[本文抜粋]:
□ □ □

図5では、左リール110a、中リール110b、右リール110cそれぞれに、各当選役を構成する1または複数の図柄が対応付けられている。
【0041】
ここで、本実施形態においては、遊技者によってストップスイッチ120が操作されたときに、入賞可能な当選役に対応する図柄組み合わせを構成する図柄が有効ラインA上にある場合には、リール制御手段306によって、当該図柄が有効ラインA上に停止するように停止制御がなされる。また、ストップスイッチ120が操作されたときに、入賞可能な当選役に対応する図柄組み合わせを構成する図柄が、有効ラインA上にはないが、リール110の回転方向と反対の方向の図柄4コマ分に相当する範囲(引込範囲)内に存在している場合には、リール制御手段306によって、離れている図柄数が滑りコマ数となり、当該当選役に対応する図柄組み合わせを構成する図柄を有効ラインA上に引き込むように滑りコマ数分回転を維持した後に停止するように停止制御がなされる。また、入賞可能な当選役に対応する図柄がリール110中に複数あり、いずれもリール110の引込範囲内に存在している場合には、予め定められた優先順位に従っていずれの図柄を有効ラインA上に引き込むか決定され、当該優先された図柄を有効ラインA上に引き込むように滑りコマ数分回転を維持した後に停止するように停止制御がなされる。なお、ストップスイッチ120が押圧操作されたときに、入賞可能な当選役以外の当選役に対応する図柄組み合わせを構成する図柄が有効ラインA上にある場合には、リール制御手段306によって、その図柄を有効ラインA上に停止させないようにする、所謂蹴飛ばし処理も並行して実行される。また、後述するように、当選種別に含まれる当選役に操作態様(操作順や操作タイミング)が入賞条件として設定されている場合、リール制御手段306は、遊技者の操作態様に応じて当選役に対応する図柄組み合わせを有効ラインA上に表示可能に停止制御する。

□ □ □

[データ抜粋]:
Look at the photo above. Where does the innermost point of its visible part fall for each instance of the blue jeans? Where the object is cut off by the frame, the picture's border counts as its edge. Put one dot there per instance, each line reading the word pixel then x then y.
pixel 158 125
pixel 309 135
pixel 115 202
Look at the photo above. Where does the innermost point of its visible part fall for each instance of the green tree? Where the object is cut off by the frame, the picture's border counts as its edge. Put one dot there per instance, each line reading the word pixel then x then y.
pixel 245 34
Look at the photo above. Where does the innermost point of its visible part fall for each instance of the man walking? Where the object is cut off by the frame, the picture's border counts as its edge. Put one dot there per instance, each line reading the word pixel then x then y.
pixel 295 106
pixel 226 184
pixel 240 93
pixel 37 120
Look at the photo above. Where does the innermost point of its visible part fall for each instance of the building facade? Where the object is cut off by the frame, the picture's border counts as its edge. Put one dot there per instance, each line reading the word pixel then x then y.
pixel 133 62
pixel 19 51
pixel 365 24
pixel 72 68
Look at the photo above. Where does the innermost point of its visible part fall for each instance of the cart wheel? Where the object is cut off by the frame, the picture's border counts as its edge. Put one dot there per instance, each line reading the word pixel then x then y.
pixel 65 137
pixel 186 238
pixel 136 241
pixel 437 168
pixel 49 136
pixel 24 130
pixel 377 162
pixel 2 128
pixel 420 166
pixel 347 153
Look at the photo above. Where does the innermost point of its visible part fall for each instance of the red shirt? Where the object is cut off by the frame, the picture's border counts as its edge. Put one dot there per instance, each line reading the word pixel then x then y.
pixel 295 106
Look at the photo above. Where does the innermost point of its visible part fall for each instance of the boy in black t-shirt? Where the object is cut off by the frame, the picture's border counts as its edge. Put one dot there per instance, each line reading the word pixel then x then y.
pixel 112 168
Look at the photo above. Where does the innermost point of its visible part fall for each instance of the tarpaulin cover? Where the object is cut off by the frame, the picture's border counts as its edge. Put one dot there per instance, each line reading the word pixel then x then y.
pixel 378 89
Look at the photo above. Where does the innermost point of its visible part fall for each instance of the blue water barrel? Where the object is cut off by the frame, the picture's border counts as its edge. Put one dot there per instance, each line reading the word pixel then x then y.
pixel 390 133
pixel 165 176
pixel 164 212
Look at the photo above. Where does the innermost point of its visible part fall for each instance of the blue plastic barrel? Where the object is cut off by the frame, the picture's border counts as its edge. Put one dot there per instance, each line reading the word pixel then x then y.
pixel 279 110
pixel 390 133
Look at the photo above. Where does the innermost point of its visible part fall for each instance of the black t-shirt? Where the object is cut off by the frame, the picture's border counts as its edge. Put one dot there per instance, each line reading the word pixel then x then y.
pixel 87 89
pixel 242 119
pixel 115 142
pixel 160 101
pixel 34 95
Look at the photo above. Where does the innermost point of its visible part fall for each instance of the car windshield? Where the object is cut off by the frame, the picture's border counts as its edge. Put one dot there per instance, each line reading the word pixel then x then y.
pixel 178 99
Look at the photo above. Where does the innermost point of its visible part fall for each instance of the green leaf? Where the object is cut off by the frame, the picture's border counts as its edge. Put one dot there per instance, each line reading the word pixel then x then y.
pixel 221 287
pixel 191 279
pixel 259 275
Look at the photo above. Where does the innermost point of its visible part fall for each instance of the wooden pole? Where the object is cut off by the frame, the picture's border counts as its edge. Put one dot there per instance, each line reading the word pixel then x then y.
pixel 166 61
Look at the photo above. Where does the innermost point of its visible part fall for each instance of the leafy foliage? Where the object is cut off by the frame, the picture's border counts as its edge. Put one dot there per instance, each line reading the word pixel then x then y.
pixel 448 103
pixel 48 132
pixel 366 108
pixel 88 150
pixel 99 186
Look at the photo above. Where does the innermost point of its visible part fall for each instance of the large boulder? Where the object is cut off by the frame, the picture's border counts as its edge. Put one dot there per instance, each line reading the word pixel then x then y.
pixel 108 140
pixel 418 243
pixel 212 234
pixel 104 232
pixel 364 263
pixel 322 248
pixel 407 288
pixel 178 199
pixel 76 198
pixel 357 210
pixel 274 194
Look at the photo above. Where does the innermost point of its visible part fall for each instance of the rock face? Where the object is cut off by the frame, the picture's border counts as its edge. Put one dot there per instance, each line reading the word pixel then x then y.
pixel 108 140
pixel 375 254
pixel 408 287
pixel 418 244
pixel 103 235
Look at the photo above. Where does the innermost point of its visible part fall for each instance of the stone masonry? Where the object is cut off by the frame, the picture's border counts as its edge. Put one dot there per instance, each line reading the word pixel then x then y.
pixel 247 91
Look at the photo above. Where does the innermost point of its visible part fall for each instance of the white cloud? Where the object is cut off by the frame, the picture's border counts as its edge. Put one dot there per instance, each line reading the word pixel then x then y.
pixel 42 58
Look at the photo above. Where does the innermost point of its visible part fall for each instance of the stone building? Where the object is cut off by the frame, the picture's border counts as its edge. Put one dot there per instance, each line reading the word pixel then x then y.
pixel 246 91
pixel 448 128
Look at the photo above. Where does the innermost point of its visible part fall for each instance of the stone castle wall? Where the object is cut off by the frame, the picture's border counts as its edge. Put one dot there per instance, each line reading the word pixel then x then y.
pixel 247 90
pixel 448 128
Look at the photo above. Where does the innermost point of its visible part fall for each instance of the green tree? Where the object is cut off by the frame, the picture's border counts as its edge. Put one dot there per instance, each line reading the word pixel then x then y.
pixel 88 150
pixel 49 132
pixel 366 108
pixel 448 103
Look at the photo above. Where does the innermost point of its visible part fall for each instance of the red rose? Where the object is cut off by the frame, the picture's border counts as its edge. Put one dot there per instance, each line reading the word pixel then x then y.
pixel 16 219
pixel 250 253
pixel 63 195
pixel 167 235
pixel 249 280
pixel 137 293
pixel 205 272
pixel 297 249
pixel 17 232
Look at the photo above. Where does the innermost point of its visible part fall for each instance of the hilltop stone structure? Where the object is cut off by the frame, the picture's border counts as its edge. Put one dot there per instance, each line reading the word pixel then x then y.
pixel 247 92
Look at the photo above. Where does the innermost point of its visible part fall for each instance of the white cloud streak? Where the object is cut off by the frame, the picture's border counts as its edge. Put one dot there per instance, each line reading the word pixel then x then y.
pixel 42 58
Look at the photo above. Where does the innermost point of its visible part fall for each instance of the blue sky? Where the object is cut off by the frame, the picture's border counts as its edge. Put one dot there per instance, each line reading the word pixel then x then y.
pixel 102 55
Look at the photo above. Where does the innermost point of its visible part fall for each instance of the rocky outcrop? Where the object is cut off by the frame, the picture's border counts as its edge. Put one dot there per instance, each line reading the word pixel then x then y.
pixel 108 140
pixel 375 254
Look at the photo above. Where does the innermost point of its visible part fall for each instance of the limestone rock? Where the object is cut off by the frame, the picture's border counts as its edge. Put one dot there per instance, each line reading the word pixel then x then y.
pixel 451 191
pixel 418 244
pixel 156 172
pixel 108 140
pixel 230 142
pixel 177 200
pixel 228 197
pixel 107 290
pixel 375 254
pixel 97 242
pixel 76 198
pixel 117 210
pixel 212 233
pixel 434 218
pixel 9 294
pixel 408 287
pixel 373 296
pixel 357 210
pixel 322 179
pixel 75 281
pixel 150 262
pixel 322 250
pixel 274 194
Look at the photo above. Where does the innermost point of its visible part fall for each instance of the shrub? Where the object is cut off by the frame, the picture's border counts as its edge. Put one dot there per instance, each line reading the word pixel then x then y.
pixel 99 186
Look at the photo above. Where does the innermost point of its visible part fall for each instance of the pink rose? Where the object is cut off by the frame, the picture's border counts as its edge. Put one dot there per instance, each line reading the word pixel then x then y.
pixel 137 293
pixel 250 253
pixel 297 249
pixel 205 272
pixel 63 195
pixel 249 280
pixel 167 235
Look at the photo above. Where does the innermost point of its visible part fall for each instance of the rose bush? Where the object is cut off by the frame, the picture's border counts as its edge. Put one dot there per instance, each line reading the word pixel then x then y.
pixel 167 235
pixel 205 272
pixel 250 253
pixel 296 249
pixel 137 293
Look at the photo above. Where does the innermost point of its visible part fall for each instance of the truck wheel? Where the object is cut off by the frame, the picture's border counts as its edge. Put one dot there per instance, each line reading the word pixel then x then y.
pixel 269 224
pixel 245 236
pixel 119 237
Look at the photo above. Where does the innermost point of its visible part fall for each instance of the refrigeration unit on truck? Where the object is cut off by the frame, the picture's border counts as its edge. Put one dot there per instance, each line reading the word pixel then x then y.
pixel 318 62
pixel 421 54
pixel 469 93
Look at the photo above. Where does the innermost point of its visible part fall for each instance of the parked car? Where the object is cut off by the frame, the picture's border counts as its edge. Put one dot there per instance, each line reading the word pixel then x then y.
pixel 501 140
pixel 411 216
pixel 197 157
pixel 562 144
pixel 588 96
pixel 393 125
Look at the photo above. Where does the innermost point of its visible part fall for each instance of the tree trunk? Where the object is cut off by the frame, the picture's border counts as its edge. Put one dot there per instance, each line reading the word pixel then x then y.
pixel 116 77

□ □ □

[問題と課題]:
1. リール停止制御に関する本文抜粋を読み、次の問いに答えること。
(a) 引込範囲は、リールの回転方向と反対の方向の図柄何コマ分に相当する範囲か。
(b) 入賞可能な当選役に対応する図柄が引込範囲内に複数ある場合、有効ラインA上に引き込む図柄は何に従って決められるか。
(c) 入賞可能な当選役以外の当選役の図柄を有効ラインA上に停止させないようにする処理は、何と呼ばれているか。
2. リール停止制御を説明する本文抜粋を、最後の文の後から続けること。
記録はここでは一切使わない。

[課題の解答]:
1.
(a) 図柄4コマ分に相当する範囲である。
(b) 予め定められた優先順位に従って決められる。
(c) 蹴飛ばし処理と呼ばれている。

2.
【0042】
そして、例えば、当選役「リプレイ1」~「リプレイ4」、当選役「小役1」~「小役6」、「小役35」~「小役39」に対応する図柄組み合わせを構成する図柄は、各リール110において、上記の停止制御によって、必ず有効ラインA上に表示可能なように配列されている。このような当選役をPB=1と表す場合がある。一方、例えば、当選役「リプレイ5」~「リプレイ7」、当選役「小役7」~「小役34」、当選役「RBB」に対応する図柄組み合わせを構成する図柄は、各リール110において、上記の停止制御によって、必ずしも有効ラインA上に表示可能なように配列されていないので、所謂とりこぼしが発生する場合がある。このような当選役をPB≠1と表す場合がある。
【0043】
図6および
図7に示すように、当選種別抽選テーブルでは、複数の当選領域が区画されており、各遊技状態によって抽選の対象となる当選種別が異なったり、不当選(ハズレ)の有無が異なったりする。
図6および
図7では、各遊技状態(非内部遊技状態(非内部)、RBB内部中遊技状態(RBB内部中)、RBB作動中遊技状態(RBB作動中))毎に割り当てられた当選領域(当選種別)を「◎」や「○」で表しているが、実際には、複数の遊技状態それぞれに対応する当選種別抽選テーブルがメインROM200bに記憶されている。なお、「◎」は有利区間に移行させる抽選を行うことが可能な有利区間抽選可当選種別であることを示し、「○」は有利区間に移行させる抽選を行うことが不可な有利区間抽選不可当選種別であることを示している。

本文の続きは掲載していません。